§ **PASSAGE SHOWN**:
* * *

Since the introduction of the Transformer architecture by Ashish Vaswani et al. in 2017, it has become the de facto standard for any large-scale natural language processing task. From the pioneering GPT model in 2018 to the now impressive ChatGPT, even text-to-image synthesis models such as Stable Diffusion are based on, or inspired by, the Transformer. 

Given its significance as a breakthrough in the field of NLP and machine learning as a whole, it is surprising that the original paper which introduced the Transformer offers only a limited explanation of its architecture and, most critically, how the metaphorical gears of a Transformer model turn and why they work so well. This article aims to fill that gap by offering a comprehensive and illuminating illustration of the Transformer through an intuitive, visual-first approach and “decode” all the fuss around its incredible comprehension of language.

Why Transformers?

Along with the Transformer architecture that the authors of the paper proposed, they brought a revolutionary approach to sequence based modeling: the self-attention mechanism. Previously, language modeling tasks were dominated by recurrence-based techniques such as RNNs, GRUs, and LSTMs, which struggled to retain information from earlier time steps in longer sequences, resulting in poor performance on tasks involving long-range dependencies. The Transformer architecture sidesteps these limitations by allowing the entire input sequence to be processed simultaneously, enabling it to have perfect memory and significantly improved computational speed. On the other hand, the concept of self-attention is an extension from attention mechanisms introduced before the Transformer, which allows the model to focus on certain parts of the input, giving more “attention” to one part than another. 

In the following section, we will delve into the fundamental methodology underlying the Transformer model and most sequence-to-sequence modeling approaches: the encoder and the decoder. This will serve as a springboard for dissecting the Transformer model architecture and gaining an in-depth understanding of its inner workings.

The Encoder-Decoder Concept

The Transformer model relies on the interactions between two separate, smaller models: the encoder and the decoder. The encoder receives the input, while the decoder outputs the prediction. Implementing an encoder and a decoder to process sequence-to-sequence data has been relatively standard practice since 2014, first applied to recurrence-based models, then later used by the Transformer. 

Before the existence of the encoder-decoder architecture, predictions for sequence-based problems were solely based on accumulated knowledge over the entire input sequence “squeezed” into one sample's worth of representation. Although architectures such as LSTM and GRU attempted to improve the issue of long-range dependence, they did not completely resolve the underlying problem of RNNs, which was the inability to carry the information of long sequences through prediction fully. 

In an encoder-decoder schema, the encoder takes in the entirety of the input sequence. It transforms it into a vectorized representation that contains accumulated knowledge of the input sequence at every time step. Then the entire vectorized representation of the input sequence is fed into the decoder, which “decodes” the information collected by the encoder and attempts to make a valid prediction.

In the context of the Transformer model, one can make an analogy between the encoder and the decoder as a researcher developing initial ideas and discoveries. At the same time, a programmer implements a solution based on the researcher’s findings. Think of the encoder as a researcher picking out the crucial aspects of the input, such as sentence structure, syntax, and semantics. The encoder then passes on the insights learned from the inputs to the decoder. Like a programmer, the decoder will “program” a practical solution based on the insights gained by the encoder, or, in our analogy, the researcher.

The decoder receives a separate sequence of inputs before decoding the information provided by the encoder. The decoder bases its predictions not only on the original input sequence but also on its previous outputs. It is auto-regressive in nature. Every time the decoder makes a prediction, it produces a single word and then concatenates it with words predicted by the model in previous time steps. This prediction loop continues until the maximum number of outputs is reached—usually a hyperparameter specified by the user—or the model deduces that it has reached the natural end of a sentence or phrase.

* * *

§ **DATASET ENTRIES**:
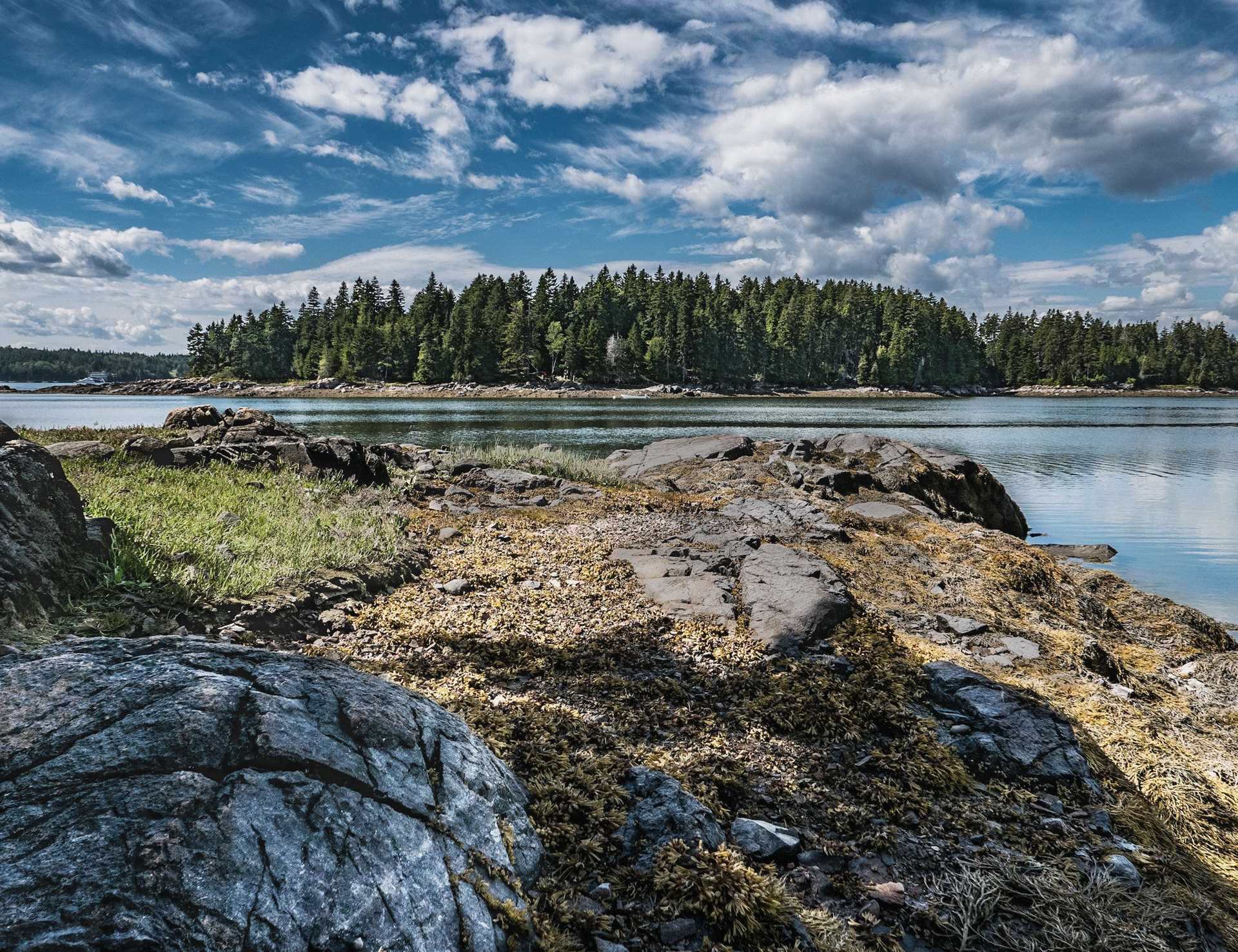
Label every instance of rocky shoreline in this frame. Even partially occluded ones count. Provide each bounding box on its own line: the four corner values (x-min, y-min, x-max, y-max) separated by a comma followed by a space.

* * *

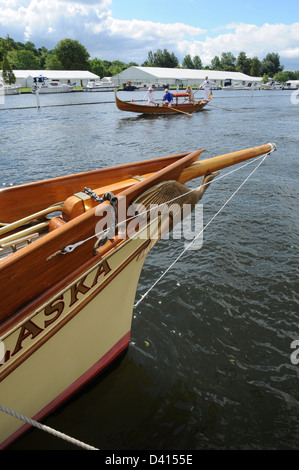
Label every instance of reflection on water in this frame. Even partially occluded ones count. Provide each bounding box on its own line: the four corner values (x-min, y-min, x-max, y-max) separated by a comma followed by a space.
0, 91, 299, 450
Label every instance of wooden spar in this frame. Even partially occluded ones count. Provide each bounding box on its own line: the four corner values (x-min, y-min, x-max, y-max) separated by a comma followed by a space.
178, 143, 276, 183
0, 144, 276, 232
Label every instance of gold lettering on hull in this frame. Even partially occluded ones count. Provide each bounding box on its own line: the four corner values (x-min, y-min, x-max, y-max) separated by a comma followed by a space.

* * *

§ **WORK ITEM**: Reproduce word for word everything in the Transformer article from "In an encoder-decoder" down to "a valid prediction.".

§ **OUTPUT**:
In an encoder-decoder schema, the encoder takes in the entirety of the input sequence. It transforms it into a vectorized representation that contains accumulated knowledge of the input sequence at every time step. Then the entire vectorized representation of the input sequence is fed into the decoder, which “decodes” the information collected by the encoder and attempts to make a valid prediction.